Problem to solve: Filter the records below down to lines containing "each".

[Data items]
▬▬▬▬▬▬▬▬▬▬

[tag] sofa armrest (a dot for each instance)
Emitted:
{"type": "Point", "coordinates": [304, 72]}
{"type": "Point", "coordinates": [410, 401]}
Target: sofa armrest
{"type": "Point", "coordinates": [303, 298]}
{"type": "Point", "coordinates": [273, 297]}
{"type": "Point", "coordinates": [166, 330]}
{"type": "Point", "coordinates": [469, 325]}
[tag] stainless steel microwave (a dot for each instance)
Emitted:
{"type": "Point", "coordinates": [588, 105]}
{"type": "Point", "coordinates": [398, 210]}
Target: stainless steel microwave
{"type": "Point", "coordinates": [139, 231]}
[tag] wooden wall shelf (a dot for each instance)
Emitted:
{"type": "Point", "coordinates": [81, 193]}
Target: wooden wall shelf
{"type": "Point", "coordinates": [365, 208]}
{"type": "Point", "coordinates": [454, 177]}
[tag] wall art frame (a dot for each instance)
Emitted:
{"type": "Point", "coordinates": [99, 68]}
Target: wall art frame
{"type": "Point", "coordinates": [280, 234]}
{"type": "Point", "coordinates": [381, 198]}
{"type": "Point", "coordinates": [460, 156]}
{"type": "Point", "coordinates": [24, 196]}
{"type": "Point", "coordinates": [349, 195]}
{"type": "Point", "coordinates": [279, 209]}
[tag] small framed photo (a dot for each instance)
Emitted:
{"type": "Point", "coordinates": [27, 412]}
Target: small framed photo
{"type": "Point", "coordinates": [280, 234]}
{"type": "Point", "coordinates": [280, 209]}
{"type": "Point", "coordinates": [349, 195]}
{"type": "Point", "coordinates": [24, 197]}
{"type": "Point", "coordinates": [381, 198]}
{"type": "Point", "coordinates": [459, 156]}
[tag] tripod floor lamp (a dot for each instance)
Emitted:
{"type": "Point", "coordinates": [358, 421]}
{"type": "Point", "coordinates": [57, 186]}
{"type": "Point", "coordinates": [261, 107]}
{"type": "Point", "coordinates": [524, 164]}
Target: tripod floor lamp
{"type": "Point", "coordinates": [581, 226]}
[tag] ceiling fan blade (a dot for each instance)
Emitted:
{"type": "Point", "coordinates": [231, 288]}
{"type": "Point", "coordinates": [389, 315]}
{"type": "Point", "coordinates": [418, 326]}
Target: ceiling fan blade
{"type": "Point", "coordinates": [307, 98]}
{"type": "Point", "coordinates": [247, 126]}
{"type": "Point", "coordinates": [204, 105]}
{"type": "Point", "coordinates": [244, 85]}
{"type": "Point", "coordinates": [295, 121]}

▬▬▬▬▬▬▬▬▬▬

Reply:
[tag] sofa armrest (a dot for each instance)
[tag] stainless steel microwave (a dot for each instance)
[tag] wooden wall shelf (a dot for each instance)
[tag] wall art frame (a dot for each instance)
[tag] small framed photo (a dot for each instance)
[tag] tripod floor lamp (a dot for each instance)
[tag] ceiling fan blade (a dot for each instance)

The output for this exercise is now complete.